** Selection **

[START]

Gabriela Ruffels (born 14 April 2000) is an Australian former tennis player and current professional golfer. Starting at the age of eight, Ruffels started playing tennis and won twenty one International Tennis Federation doubles events in Europe. She also was the number one ranking Australian junior when she was twelve. After switching from tennis to golf in 2015, Ruffels primarily competed in Australia from 2016 to 2017. In 2018, Ruffels joined the USC Trojans women's golf team at the University of Southern California. With USC, Ruffels appeared at the NCAA Division I Women's Golf Championships from 2018 to 2019 in both the individual and team events. 

During this time period, Ruffels became the first ever Australian to win the U.S. Women's Amateur in 2019. In professional events, Ruffels was tied for 13th at the 2020 U.S. Women's Open and the 2020 Women's British Open. At the ANA Inspiration, Ruffels was tied for fifteenth in 2020 and tied for nineteenth in 2021. During the 2021 Women's PGA Championship, Ruffels finished the event in a tie for thirty-third place. Ruffels announced her decision to turn professional on February 10, 2021. As a professional golfer that year, Ruffels primarily competed in LPGA Tour events while also appearing at the Symetra Tour and Ladies European Tour. During golf events held in 2021, Ruffels was fourth at the IOA Championship and tied for seventeenth at the Hugel-Air Premia LA Open.

[END]

** Short problem A **
In one to three sentences, explain how Ruffels came to appear at the NCAA Division I Women's Golf Championships, according to the Gabriela Ruffels biography.
** Short problem B **
In the Gabriela Ruffels biography, on what date did Ruffels announce that she would turn professional?
** Short problem C **
Reproduce the passage of the Gabriela Ruffels biography starting at "Gabriela Ruffels (born" and ending at "and team events.".
The records that come next are separate material, unconnected to the Gabriela Ruffels biography.

** Provided data **

[START]

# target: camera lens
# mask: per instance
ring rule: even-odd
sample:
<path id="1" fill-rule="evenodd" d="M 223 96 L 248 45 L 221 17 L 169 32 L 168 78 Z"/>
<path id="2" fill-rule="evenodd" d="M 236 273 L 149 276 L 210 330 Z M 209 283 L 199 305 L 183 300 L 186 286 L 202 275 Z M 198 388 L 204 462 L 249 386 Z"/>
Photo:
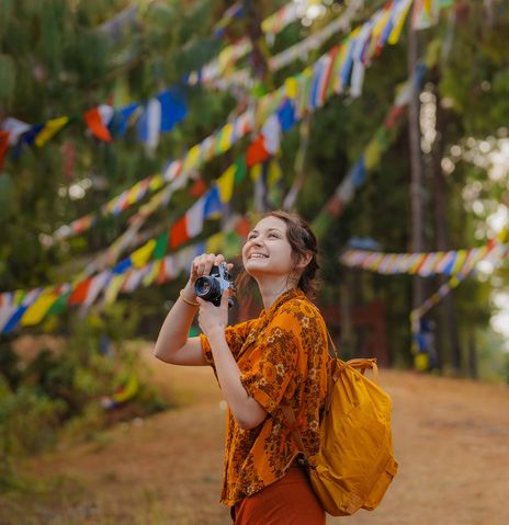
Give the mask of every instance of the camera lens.
<path id="1" fill-rule="evenodd" d="M 194 292 L 197 297 L 205 300 L 212 300 L 217 296 L 220 297 L 220 286 L 214 277 L 199 277 L 194 283 Z"/>

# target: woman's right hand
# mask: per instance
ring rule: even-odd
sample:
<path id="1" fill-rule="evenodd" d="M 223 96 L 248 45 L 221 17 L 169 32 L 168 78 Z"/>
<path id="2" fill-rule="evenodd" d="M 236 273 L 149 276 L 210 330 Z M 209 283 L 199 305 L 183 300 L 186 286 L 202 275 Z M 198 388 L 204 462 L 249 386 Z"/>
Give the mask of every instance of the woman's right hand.
<path id="1" fill-rule="evenodd" d="M 189 283 L 194 286 L 195 281 L 203 275 L 210 275 L 212 266 L 218 266 L 219 263 L 225 262 L 225 256 L 220 253 L 202 253 L 193 259 L 191 263 L 191 272 L 189 275 Z M 233 266 L 229 264 L 228 266 Z"/>
<path id="2" fill-rule="evenodd" d="M 210 275 L 212 266 L 217 266 L 222 262 L 225 262 L 225 256 L 222 253 L 218 253 L 217 255 L 215 253 L 202 253 L 193 259 L 189 281 L 183 289 L 188 299 L 194 300 L 196 298 L 196 294 L 194 293 L 194 283 L 196 279 L 203 275 Z M 231 270 L 233 267 L 233 264 L 228 264 L 228 270 Z"/>

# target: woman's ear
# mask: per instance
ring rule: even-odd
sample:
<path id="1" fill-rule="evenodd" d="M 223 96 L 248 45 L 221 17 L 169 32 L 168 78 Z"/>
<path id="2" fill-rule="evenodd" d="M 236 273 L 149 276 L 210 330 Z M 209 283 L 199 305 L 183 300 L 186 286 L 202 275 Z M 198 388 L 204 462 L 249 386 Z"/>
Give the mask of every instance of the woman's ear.
<path id="1" fill-rule="evenodd" d="M 306 252 L 303 253 L 298 256 L 298 262 L 297 262 L 297 269 L 304 270 L 313 259 L 313 253 L 312 252 Z"/>

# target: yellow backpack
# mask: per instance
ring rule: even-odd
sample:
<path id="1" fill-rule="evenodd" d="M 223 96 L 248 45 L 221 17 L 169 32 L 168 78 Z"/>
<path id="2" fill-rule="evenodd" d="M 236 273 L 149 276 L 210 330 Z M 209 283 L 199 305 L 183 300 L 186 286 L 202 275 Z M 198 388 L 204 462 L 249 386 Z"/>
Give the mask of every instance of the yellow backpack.
<path id="1" fill-rule="evenodd" d="M 373 369 L 376 380 L 376 359 L 343 362 L 335 357 L 320 421 L 320 447 L 313 463 L 307 458 L 292 408 L 281 407 L 306 458 L 312 486 L 332 516 L 375 509 L 397 472 L 391 398 L 364 376 L 366 368 Z"/>

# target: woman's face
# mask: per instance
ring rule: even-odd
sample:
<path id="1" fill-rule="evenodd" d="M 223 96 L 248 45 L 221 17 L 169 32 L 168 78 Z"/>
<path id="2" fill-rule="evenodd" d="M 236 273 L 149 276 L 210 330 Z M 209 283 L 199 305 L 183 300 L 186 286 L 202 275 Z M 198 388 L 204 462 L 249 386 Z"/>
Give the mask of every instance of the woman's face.
<path id="1" fill-rule="evenodd" d="M 286 222 L 278 217 L 261 219 L 249 232 L 242 248 L 242 263 L 252 277 L 287 276 L 295 271 Z"/>

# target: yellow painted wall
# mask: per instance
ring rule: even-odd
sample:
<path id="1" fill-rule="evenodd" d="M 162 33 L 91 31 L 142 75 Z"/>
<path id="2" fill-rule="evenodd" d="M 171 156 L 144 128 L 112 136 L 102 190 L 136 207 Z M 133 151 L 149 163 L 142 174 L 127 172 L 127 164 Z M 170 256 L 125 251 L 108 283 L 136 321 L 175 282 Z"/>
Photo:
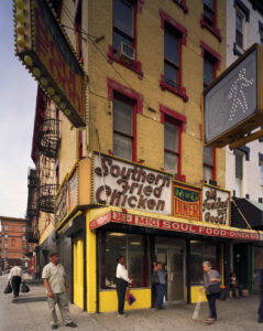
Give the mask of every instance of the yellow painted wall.
<path id="1" fill-rule="evenodd" d="M 96 281 L 96 232 L 89 229 L 89 211 L 86 214 L 87 220 L 87 311 L 96 312 L 97 308 L 97 281 Z"/>
<path id="2" fill-rule="evenodd" d="M 125 300 L 124 310 L 151 308 L 152 290 L 151 289 L 132 289 L 131 293 L 136 298 L 132 306 Z M 118 310 L 118 297 L 116 290 L 106 290 L 99 292 L 100 312 Z"/>
<path id="3" fill-rule="evenodd" d="M 84 242 L 77 238 L 73 246 L 74 254 L 74 303 L 79 308 L 84 308 Z"/>
<path id="4" fill-rule="evenodd" d="M 86 2 L 85 2 L 86 3 Z M 160 104 L 167 106 L 187 117 L 186 132 L 182 141 L 182 173 L 190 184 L 200 184 L 202 179 L 202 141 L 199 125 L 201 124 L 200 100 L 202 92 L 202 64 L 200 41 L 208 44 L 221 55 L 220 71 L 226 66 L 226 3 L 218 6 L 217 25 L 222 35 L 220 43 L 207 29 L 200 26 L 202 1 L 188 0 L 189 12 L 173 1 L 144 1 L 142 12 L 138 13 L 138 61 L 142 62 L 143 79 L 123 65 L 107 62 L 108 45 L 112 44 L 112 1 L 88 1 L 88 31 L 91 35 L 105 39 L 94 44 L 88 40 L 88 76 L 89 76 L 89 148 L 98 149 L 96 129 L 99 131 L 101 151 L 112 150 L 112 104 L 107 100 L 107 77 L 134 89 L 143 95 L 143 114 L 138 115 L 136 158 L 143 159 L 145 166 L 156 169 L 164 167 L 163 125 L 160 122 Z M 87 3 L 86 3 L 87 4 Z M 163 9 L 179 24 L 187 29 L 187 44 L 183 45 L 182 75 L 183 86 L 189 97 L 187 103 L 171 92 L 160 88 L 163 74 L 164 31 L 161 29 L 158 10 Z M 84 42 L 86 45 L 86 42 Z M 99 49 L 99 50 L 98 50 Z M 103 56 L 101 55 L 101 53 Z M 116 72 L 118 71 L 118 73 Z M 220 72 L 217 73 L 219 75 Z M 97 96 L 97 95 L 101 96 Z M 155 113 L 150 111 L 149 107 Z M 217 151 L 217 181 L 224 188 L 224 149 Z"/>

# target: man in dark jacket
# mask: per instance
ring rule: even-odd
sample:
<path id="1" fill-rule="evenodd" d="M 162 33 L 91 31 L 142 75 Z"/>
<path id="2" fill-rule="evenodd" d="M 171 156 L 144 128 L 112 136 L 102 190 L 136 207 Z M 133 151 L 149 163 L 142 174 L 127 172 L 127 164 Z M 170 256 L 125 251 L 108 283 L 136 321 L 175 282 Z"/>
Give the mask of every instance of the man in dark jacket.
<path id="1" fill-rule="evenodd" d="M 155 282 L 156 288 L 156 309 L 164 309 L 164 295 L 165 295 L 165 274 L 162 270 L 162 263 L 157 261 L 154 266 L 153 277 L 157 281 Z"/>
<path id="2" fill-rule="evenodd" d="M 263 323 L 263 268 L 259 271 L 261 302 L 259 307 L 259 323 Z"/>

[END]

** Worked solution A **
In 2018 Ruffels joined the USC Trojans women's golf team at the University of Southern California. With USC, she appeared at those championships from 2018 to 2019 in both the individual and team events.

** Worked solution B **
February 10, 2021.

** Worked solution C **
Gabriela Ruffels (born 14 April 2000) is an Australian former tennis player and current professional golfer. Starting at the age of eight, Ruffels started playing tennis and won twenty one International Tennis Federation doubles events in Europe. She also was the number one ranking Australian junior when she was twelve. After switching from tennis to golf in 2015, Ruffels primarily competed in Australia from 2016 to 2017. In 2018, Ruffels joined the USC Trojans women's golf team at the University of Southern California. With USC, Ruffels appeared at the NCAA Division I Women's Golf Championships from 2018 to 2019 in both the individual and team events.